## Short task
Transcribe the records that follow, preserving every word.

## Extracted information
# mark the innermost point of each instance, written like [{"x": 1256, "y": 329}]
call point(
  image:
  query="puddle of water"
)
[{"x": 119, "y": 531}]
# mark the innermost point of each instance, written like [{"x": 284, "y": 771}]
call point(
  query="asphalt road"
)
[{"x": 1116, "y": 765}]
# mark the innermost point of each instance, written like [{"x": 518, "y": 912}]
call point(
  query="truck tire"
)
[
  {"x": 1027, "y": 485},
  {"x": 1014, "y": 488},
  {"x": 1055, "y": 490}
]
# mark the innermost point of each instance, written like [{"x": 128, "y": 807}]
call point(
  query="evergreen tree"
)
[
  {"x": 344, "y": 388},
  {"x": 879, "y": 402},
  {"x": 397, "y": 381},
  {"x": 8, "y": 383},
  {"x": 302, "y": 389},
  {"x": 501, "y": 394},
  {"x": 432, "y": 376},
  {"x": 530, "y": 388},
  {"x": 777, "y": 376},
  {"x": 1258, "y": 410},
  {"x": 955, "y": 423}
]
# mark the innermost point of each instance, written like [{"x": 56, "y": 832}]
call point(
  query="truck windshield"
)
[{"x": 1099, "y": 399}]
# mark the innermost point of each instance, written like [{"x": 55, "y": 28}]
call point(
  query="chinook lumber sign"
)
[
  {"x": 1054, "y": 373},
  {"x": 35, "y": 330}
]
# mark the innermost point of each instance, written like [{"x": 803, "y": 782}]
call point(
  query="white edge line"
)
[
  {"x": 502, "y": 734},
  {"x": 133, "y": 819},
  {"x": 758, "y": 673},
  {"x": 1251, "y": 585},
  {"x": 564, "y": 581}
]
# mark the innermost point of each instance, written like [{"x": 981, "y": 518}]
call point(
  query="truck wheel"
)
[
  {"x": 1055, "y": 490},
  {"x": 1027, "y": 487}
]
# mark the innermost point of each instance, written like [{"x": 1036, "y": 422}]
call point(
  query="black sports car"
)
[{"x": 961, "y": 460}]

## Exercise answer
# mark the innermost point of each instance, written like [{"x": 1256, "y": 329}]
call point(
  image:
  query="puddle of water"
)
[{"x": 119, "y": 531}]
# mark the innermost point of each instance, written like [{"x": 284, "y": 771}]
call point(
  query="asphalt road"
)
[{"x": 1116, "y": 765}]
# mark the innermost point of each instance, written like [{"x": 518, "y": 912}]
call point(
  query="truck tire"
)
[
  {"x": 1027, "y": 485},
  {"x": 1014, "y": 488},
  {"x": 1055, "y": 490}
]
# mark the innermost point of each instance, written like [{"x": 128, "y": 807}]
call point(
  query="evergreen tree"
)
[
  {"x": 344, "y": 388},
  {"x": 879, "y": 402},
  {"x": 397, "y": 381},
  {"x": 8, "y": 383},
  {"x": 302, "y": 389},
  {"x": 501, "y": 394},
  {"x": 432, "y": 376},
  {"x": 530, "y": 388},
  {"x": 777, "y": 376},
  {"x": 1258, "y": 410},
  {"x": 955, "y": 423}
]
# mark the innermost point of each instance, written like [{"x": 56, "y": 832}]
call point(
  query="truck windshield"
)
[{"x": 1099, "y": 399}]
# mark the innermost point of each instance, written like [{"x": 55, "y": 28}]
call point(
  query="chinook lumber sign"
)
[
  {"x": 1054, "y": 373},
  {"x": 35, "y": 330}
]
# mark the innermost point of each instance, written like [{"x": 803, "y": 782}]
call point(
  query="white edge line"
)
[
  {"x": 502, "y": 734},
  {"x": 133, "y": 819},
  {"x": 758, "y": 673},
  {"x": 1251, "y": 585},
  {"x": 564, "y": 581}
]
# mark the innermost point of each instance, written like [{"x": 981, "y": 518}]
call point(
  query="truck wheel"
)
[
  {"x": 1055, "y": 490},
  {"x": 1027, "y": 487}
]
# mark the innermost point of each instance, written like [{"x": 1036, "y": 422}]
call point(
  query="black sports car"
)
[{"x": 961, "y": 460}]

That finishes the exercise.